> _Data supplied_
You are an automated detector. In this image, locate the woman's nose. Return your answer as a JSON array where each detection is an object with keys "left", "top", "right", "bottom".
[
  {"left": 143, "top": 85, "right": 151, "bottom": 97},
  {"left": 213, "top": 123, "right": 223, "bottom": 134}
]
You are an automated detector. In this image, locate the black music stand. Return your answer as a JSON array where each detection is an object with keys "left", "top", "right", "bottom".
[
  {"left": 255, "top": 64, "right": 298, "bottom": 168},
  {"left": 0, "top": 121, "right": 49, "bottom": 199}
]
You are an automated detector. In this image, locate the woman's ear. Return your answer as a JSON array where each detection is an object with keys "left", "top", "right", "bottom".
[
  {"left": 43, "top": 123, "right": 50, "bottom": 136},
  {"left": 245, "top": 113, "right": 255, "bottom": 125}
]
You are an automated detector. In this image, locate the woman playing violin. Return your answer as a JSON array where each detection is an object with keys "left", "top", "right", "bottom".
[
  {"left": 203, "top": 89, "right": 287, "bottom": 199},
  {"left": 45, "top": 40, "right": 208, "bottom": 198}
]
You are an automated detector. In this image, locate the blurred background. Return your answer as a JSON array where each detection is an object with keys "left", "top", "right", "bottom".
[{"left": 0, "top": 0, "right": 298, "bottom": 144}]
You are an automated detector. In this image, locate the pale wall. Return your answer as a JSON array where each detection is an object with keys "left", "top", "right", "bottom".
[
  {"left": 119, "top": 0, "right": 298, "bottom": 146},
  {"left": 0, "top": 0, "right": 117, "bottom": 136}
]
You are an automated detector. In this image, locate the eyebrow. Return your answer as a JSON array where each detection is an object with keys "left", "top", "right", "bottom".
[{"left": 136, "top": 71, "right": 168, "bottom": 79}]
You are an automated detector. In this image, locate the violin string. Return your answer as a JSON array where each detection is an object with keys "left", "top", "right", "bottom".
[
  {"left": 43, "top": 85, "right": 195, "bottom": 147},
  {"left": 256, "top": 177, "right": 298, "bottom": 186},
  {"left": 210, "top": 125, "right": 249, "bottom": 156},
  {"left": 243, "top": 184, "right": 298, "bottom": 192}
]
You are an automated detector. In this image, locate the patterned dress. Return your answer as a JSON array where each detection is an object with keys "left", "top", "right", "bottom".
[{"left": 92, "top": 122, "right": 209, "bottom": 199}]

> _Short problem_
Reproduce the lines starting with the line that contains "You are an automated detector. In this image, locate the violin" and going on through the last line, including both of those lines.

> _In response_
You are an automated detector. In this image, locate the violin string. Return your answer as a JSON array where each detection is an object with keys "left", "top", "right", "bottom".
[
  {"left": 43, "top": 85, "right": 195, "bottom": 147},
  {"left": 256, "top": 177, "right": 298, "bottom": 186},
  {"left": 210, "top": 125, "right": 249, "bottom": 156},
  {"left": 243, "top": 184, "right": 298, "bottom": 192}
]
You are an automated detector. In this image, locate the patterned dress. Return your answer as a JSON array where each detection is an object with keys "left", "top", "right", "bottom".
[{"left": 92, "top": 122, "right": 209, "bottom": 199}]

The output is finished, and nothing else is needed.